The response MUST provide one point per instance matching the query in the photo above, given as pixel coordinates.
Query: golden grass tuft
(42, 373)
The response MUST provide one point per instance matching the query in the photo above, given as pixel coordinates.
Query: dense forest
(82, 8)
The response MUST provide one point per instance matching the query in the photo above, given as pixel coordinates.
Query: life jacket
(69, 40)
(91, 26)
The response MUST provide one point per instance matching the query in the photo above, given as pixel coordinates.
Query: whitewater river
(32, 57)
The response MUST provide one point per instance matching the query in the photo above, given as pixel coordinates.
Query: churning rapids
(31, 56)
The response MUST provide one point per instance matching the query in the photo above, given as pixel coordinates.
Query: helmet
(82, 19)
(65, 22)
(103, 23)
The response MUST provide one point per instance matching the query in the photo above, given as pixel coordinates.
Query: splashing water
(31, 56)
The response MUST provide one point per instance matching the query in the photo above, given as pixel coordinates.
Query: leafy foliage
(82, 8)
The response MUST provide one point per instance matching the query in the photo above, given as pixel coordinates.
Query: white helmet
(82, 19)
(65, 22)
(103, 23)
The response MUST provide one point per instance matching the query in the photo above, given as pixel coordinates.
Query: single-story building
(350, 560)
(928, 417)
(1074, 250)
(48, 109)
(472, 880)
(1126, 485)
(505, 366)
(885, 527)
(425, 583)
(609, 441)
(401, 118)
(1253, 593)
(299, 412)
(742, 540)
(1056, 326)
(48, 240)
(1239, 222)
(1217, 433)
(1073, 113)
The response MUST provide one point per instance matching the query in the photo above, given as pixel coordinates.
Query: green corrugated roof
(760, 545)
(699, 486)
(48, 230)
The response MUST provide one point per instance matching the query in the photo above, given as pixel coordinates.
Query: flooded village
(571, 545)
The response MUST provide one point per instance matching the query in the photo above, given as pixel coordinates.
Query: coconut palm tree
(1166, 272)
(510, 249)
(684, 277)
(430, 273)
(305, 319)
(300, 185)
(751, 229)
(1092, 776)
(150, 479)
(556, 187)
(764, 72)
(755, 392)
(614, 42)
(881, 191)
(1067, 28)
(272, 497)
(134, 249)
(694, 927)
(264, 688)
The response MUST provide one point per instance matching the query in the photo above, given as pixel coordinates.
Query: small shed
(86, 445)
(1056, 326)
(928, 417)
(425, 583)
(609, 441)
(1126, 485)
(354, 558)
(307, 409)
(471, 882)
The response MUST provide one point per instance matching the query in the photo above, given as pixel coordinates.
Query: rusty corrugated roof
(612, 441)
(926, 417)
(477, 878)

===============

**What you are asked to do**
Locate each line in the records above that contains the word "roof" and copy those lines out in full.

**Solution**
Query: green corrugated roof
Query: rusty corrugated roof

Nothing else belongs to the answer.